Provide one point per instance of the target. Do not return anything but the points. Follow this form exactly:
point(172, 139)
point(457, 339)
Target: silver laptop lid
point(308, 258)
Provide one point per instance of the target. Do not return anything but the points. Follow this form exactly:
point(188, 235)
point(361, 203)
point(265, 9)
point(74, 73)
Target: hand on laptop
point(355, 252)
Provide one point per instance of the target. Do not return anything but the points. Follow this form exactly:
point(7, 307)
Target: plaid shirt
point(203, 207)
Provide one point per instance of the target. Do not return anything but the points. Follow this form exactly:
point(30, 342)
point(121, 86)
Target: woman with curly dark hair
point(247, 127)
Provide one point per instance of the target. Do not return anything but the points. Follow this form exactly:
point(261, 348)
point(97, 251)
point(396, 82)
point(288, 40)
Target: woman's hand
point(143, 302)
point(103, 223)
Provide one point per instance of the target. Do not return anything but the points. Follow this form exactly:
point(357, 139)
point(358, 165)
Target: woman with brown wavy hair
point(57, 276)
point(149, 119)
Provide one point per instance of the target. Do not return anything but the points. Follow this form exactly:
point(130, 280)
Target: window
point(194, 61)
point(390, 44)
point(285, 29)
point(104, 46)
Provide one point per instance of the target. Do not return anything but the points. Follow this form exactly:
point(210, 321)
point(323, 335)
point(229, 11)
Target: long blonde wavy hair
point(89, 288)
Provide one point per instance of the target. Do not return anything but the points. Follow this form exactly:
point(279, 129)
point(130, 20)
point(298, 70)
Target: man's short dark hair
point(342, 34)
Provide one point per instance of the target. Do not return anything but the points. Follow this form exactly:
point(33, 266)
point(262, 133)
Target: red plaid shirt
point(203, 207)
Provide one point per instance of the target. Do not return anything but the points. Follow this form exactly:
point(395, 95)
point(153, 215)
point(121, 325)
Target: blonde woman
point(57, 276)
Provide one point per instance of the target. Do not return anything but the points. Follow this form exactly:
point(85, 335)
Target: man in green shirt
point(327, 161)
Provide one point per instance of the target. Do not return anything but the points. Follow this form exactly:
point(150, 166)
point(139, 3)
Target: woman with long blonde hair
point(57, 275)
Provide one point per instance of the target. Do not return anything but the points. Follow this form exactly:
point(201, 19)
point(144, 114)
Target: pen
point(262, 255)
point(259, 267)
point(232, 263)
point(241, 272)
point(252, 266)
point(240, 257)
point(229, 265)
————————
(Task objective):
Please tally the lines in the items above that contain the word "wavy", and reply with only that number.

(Response):
2